# START OF TEXT SECTION

July 4 edition

On July 4 in the US we celebrate the adoption of the Declaration of Independence by the Continental Congress in 1776; we should also celebrate December 15, 1791 when the Bill of Rights came into effect after being ratified by three-quarters of the states.

Two events reported this week got me thinking about civil liberties.

Court orders Google to release information to identify all YouTube viewers

Viacom has been suing Google, owner of Youtube, alleging that Youtube has acted “as a willing accomplice to Internet users who put clips of Viacom’s copyrighted television programs on the popular video-sharing website.” Google tried to resist Viacom’s “request for data on which YouTube users watch which videos on the website in order to support its case in a billion-dollar copyright lawsuit against Google.” Google maintained that “the data should not be disclosed because of the users’ privacy concerns,” citing the (Video Privacy Protection Act) VPPA, 18 U.S.C. § 2710 but US District Court Judge Louis Stanton, San Francisco, found in favor of Viacom and ordered Google to release to Viacom “all data from the Logging database concerning each time a YouTube video has been viewed on the YouTube website or through embedding on a third-party website.”

How many people does this affect? In January 2008, nearly 79 million users used YouTube, making over 3 billion video views. Over 80 million videos are hosted on YouTube, uploaded by users. Not bad for a business founded in 2005, which Google says makes a “negligible” profit. (from Wikipedia.)

Handing over the identifying information on 79 million distinct users is a huge breach of privacy, and unjustifiable given that a study of videos removed from YouTube at the request of copyright holders found that only 2% of them were from Viacom.

# END OF TEXT SECTION
# START OF DATA LISTING

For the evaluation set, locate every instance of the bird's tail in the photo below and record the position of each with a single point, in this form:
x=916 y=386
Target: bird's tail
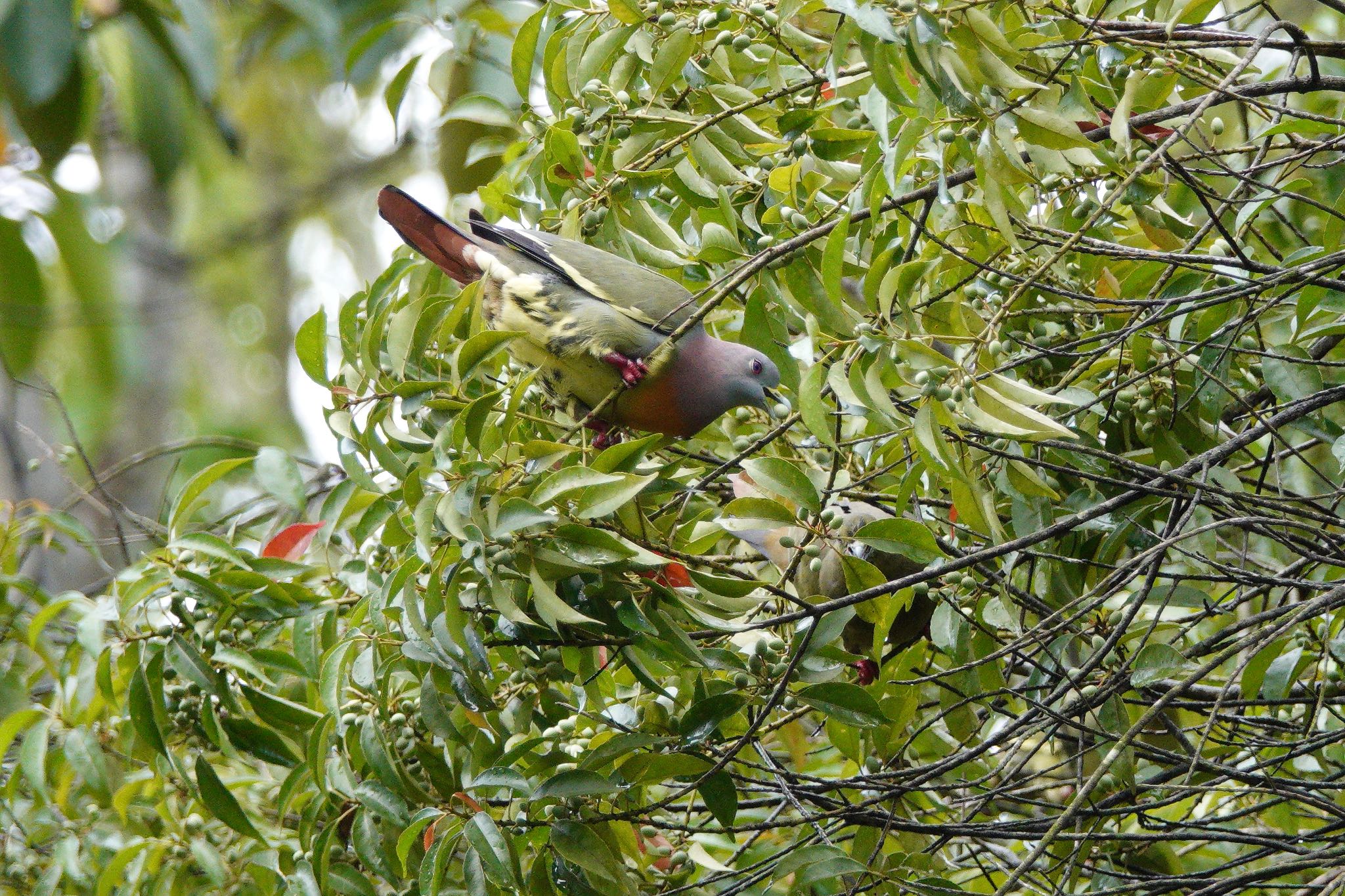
x=431 y=236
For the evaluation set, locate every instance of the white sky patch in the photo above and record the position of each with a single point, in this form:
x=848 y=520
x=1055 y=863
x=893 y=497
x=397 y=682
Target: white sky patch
x=78 y=171
x=327 y=274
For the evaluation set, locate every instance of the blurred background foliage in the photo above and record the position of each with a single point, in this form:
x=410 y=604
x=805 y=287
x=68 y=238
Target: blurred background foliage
x=182 y=184
x=1088 y=363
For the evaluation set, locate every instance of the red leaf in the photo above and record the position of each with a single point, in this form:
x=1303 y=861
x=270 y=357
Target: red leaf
x=673 y=575
x=291 y=542
x=472 y=803
x=560 y=171
x=1149 y=131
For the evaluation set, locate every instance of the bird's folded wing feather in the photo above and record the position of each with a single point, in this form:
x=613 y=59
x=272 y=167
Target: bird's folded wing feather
x=636 y=292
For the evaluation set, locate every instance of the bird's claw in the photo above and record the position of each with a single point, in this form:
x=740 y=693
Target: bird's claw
x=632 y=370
x=868 y=671
x=606 y=435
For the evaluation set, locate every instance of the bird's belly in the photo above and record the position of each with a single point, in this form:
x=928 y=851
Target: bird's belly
x=510 y=314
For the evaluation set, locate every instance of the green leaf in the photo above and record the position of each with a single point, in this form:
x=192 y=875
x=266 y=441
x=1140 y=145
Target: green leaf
x=626 y=11
x=278 y=475
x=525 y=51
x=187 y=661
x=1292 y=373
x=900 y=536
x=23 y=313
x=493 y=848
x=366 y=42
x=549 y=605
x=563 y=148
x=671 y=55
x=382 y=801
x=721 y=797
x=576 y=782
x=141 y=706
x=705 y=715
x=222 y=805
x=577 y=843
x=500 y=777
x=396 y=89
x=755 y=513
x=813 y=406
x=311 y=347
x=872 y=19
x=1155 y=662
x=571 y=479
x=1281 y=675
x=33 y=757
x=37 y=49
x=785 y=479
x=198 y=484
x=483 y=109
x=604 y=499
x=845 y=703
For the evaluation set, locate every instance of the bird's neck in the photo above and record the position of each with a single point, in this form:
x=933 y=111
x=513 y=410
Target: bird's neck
x=682 y=395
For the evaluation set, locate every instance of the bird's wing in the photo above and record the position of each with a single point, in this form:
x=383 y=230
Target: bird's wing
x=431 y=236
x=636 y=292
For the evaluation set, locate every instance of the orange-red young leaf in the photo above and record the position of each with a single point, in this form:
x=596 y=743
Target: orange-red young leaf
x=291 y=542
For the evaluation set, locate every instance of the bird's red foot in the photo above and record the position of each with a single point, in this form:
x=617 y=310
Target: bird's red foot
x=632 y=370
x=868 y=671
x=606 y=436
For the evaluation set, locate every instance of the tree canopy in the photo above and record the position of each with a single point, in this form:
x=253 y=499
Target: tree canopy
x=1056 y=285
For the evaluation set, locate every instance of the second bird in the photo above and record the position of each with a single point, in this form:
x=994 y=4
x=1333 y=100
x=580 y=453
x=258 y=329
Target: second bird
x=590 y=320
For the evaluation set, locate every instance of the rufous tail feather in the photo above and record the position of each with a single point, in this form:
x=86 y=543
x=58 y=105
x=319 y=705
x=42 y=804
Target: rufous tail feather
x=430 y=234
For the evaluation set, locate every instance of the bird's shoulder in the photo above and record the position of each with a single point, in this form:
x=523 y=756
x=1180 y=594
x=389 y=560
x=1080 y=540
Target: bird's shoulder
x=642 y=295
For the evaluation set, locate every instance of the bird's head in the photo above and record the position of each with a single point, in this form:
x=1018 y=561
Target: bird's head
x=747 y=375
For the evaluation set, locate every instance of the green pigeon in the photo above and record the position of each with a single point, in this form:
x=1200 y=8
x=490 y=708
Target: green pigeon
x=829 y=582
x=590 y=320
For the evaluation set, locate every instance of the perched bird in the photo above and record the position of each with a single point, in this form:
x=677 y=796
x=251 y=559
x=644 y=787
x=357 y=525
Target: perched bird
x=829 y=580
x=590 y=320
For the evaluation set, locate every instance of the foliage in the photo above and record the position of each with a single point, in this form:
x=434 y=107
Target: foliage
x=1025 y=289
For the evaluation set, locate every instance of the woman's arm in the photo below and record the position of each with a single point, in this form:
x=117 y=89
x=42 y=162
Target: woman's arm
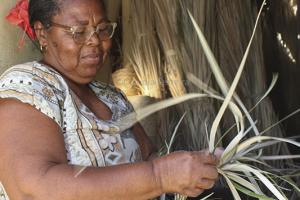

# END OF DATA LISTING

Pick up the piece on civil liberties and the court order over YouTube viewing data, and continue it from its last sentence.

▶ **ANSWER FOR THIS EXERCISE**
Google was apparently hoist by its own petard, having previously claimed in a blog post, titled “Are IP addresses personal?”, that “We . . . are strong supporters of the idea that data protection laws should apply to any data that could identify you. The reality is though that in most cases, an IP address without additional information cannot.” The judge evidently reasoned that this made release of the data acceptable despite restrictions of various federal legislation concerning electronic privacy. Many of the comments posted in response to this post disagree. It seems that people using home computers, as opposed to mobile laptops, are particularly likely to be identifiable.

Will this ruling begin another round of lawsuits against individuals, like those filed by the Recording Industry Association of America over music downloads? Seems very possible.

But of more concern is the breach of the principle of the Video Privacy Protection Act of 1988. The VPPA

was passed in reaction to the disclosure of Supreme Court nominee Robert Bork’s video rental records in a newspaper. The Act is not often invoked, but stands as one of the strongest protections of consumer privacy against a specific form of data collection. Generally, it prevents disclosure of personally identifiable rental records of “prerecorded video cassette tapes or similar audio visual material.” [see information at EPIC, the Electronic Privacy Information Center]

The Patriot Act, of course, trumps everything, from the Bill of Rights to the VPPA, but legally it can be considered (and I hope that day comes soon) as ad hoc legislation to meet a temporary need, or perceived need; as something to be retired after the need, or the panic, or the madness, has subsided. When privacy legislation––not passed in response to a specific political crisis––is bypassed or invalidated, that loss may be permanent.

But it’s worse in Britain

Britain may have pushed things along, in the civil liberties, field, with the Magna Carta in 1215, but they never got around to anything like a Bill of Rights. So citizens there have much less legal basis to protest violation of their rights by a government bent on reforming behavior and cracking down on terrorism.

Habeas corpus?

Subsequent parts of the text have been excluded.